EXERCISE PROMPT: From first line to last, the records below are to be duplicated exactly.

DATA RECORDS:
━━━━━━━━
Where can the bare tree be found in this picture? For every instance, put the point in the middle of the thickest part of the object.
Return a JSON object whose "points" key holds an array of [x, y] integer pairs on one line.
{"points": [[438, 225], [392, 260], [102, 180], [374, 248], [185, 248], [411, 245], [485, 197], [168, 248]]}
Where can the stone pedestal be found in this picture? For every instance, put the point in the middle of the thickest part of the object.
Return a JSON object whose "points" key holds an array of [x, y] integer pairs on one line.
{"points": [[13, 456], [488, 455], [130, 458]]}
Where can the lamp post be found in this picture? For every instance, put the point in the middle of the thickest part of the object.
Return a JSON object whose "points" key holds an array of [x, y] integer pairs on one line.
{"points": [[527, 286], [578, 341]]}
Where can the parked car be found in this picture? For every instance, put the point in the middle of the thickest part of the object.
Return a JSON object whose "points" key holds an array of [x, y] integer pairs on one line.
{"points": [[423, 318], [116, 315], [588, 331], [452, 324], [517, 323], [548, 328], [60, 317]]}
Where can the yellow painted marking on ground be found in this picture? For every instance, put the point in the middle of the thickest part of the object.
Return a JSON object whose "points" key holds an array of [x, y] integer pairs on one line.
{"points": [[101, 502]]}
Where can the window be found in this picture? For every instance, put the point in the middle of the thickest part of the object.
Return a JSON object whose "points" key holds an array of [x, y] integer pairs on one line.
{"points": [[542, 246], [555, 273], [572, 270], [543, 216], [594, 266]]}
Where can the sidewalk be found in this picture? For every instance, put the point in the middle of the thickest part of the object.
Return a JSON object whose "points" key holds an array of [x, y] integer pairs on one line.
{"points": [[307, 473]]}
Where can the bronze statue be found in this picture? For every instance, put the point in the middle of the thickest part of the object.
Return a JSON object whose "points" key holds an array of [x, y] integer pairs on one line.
━━━━━━━━
TASK OUTPUT:
Where can the bare tree be found in this picture? For every instance, put the point in the middle of the thickest part of the object.
Return a JSON object whose "points" key holds an array of [x, y] integer pairs on one line.
{"points": [[438, 225], [392, 260], [102, 180], [374, 248], [185, 248], [411, 245], [485, 197], [168, 248]]}
Where can the stone pedestal be found in this picture? For every instance, put the point in the middle of the thickest part of the object.
Return a JSON object whose "points" key holds an array of [x, y] integer pairs on one line.
{"points": [[13, 456], [488, 455], [130, 458]]}
Where can the lamp post be found in this picture? For every instance, put the point in the middle of the thickest part of the object.
Return a JSON object whose "points" key holds an array of [x, y] integer pairs on one line.
{"points": [[527, 286], [578, 341]]}
Where can the parked car be found in this picture? For every instance, put the point in the middle of the thickest part of the object.
Return a JSON object whose "points" key holds an array of [x, y] integer pairs on one line.
{"points": [[423, 318], [116, 315], [588, 331], [452, 324], [517, 323], [548, 328], [60, 317]]}
Where can the yellow painted marking on ground be found in this picture? For every instance, put the point in the middle of the thickest part of the object.
Return a JSON object whose "points" key holds an array of [x, y] integer pairs on one line.
{"points": [[101, 502]]}
Where can the window be found in this picture? For every instance, put the point in the middle of the thickest part of the object.
Return a JSON object whose "points" key holds an array of [x, y] integer pairs on one line.
{"points": [[542, 246], [555, 273], [572, 270], [543, 216], [594, 266]]}
Where can the sidewalk be found in this picture? For every instance, put the point in the middle of the thickest part of the object.
Return a JSON object whose "points" key holds an array of [x, y] integer pairs on one line.
{"points": [[307, 473]]}
Where can the bronze statue be found in this picture? For every instance, put the point in the middle of the thickest part of the object.
Return a JSON object whose "points" key holds an array of [x, y] integer pairs on one line.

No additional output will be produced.